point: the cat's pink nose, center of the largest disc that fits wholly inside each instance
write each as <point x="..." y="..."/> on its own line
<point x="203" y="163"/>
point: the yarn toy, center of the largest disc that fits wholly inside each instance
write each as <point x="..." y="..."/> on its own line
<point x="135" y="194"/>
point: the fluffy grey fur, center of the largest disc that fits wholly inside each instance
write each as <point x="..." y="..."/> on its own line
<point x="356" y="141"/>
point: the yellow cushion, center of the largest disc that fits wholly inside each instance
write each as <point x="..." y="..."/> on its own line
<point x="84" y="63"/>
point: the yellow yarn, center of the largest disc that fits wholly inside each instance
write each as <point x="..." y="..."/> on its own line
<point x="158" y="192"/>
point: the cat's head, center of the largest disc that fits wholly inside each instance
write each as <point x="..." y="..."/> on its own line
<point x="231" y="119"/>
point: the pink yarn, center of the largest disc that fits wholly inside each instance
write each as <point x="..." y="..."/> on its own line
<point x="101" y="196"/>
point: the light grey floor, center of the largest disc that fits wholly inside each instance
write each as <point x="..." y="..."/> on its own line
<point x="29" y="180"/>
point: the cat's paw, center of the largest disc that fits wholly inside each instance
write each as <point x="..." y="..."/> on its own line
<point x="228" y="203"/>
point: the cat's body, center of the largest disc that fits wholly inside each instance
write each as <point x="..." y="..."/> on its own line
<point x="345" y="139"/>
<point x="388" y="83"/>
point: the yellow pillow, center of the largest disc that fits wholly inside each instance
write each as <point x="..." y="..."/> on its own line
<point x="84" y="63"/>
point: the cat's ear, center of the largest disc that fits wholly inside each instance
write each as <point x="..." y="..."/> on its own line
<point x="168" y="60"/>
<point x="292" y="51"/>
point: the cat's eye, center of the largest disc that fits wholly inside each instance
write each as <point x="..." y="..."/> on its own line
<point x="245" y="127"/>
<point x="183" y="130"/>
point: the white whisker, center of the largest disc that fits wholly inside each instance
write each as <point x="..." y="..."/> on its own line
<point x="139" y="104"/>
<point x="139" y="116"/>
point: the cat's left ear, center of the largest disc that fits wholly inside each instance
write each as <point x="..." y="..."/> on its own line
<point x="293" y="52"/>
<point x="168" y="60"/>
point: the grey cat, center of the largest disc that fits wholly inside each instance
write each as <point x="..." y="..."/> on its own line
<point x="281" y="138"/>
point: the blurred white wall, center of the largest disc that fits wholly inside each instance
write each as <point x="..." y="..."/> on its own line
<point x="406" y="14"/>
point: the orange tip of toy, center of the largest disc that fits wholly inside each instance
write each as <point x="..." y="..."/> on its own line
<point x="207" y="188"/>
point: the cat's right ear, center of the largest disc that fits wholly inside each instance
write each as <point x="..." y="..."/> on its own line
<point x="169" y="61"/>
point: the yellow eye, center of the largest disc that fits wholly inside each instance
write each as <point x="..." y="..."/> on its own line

▬▬▬▬▬▬

=== Request ===
Transcribe exactly, and only, the lines from the one bearing "point: the white" through the last line of the entries, counting both.

=== Solution to this task ===
point: the white whisker, center of the largest disc that fits wholly inside each instance
write each as <point x="..." y="..."/> on its own line
<point x="139" y="104"/>
<point x="139" y="116"/>
point: the cat's left ear, center of the largest disc that fits wholly inside each instance
write each as <point x="..." y="..."/> on its own line
<point x="293" y="52"/>
<point x="168" y="60"/>
point: the grey cat, center of the largest disc that fits wholly inside each instance
write each as <point x="..." y="..."/> on its own line
<point x="281" y="138"/>
point: the blurred white wall, center of the largest disc that fits wholly inside each instance
write each as <point x="..." y="..."/> on its own line
<point x="406" y="14"/>
point: the orange tip of toy, center of the largest disc that fits wholly inside each instance
write each as <point x="..." y="..."/> on its own line
<point x="207" y="188"/>
point: the cat's right ear, center of the largest disc that fits wholly inside each instance
write each as <point x="..." y="..."/> on its own line
<point x="169" y="61"/>
point: the yellow eye, center of the largest disc that fits wholly inside each instance
write each as <point x="..." y="..."/> on its own line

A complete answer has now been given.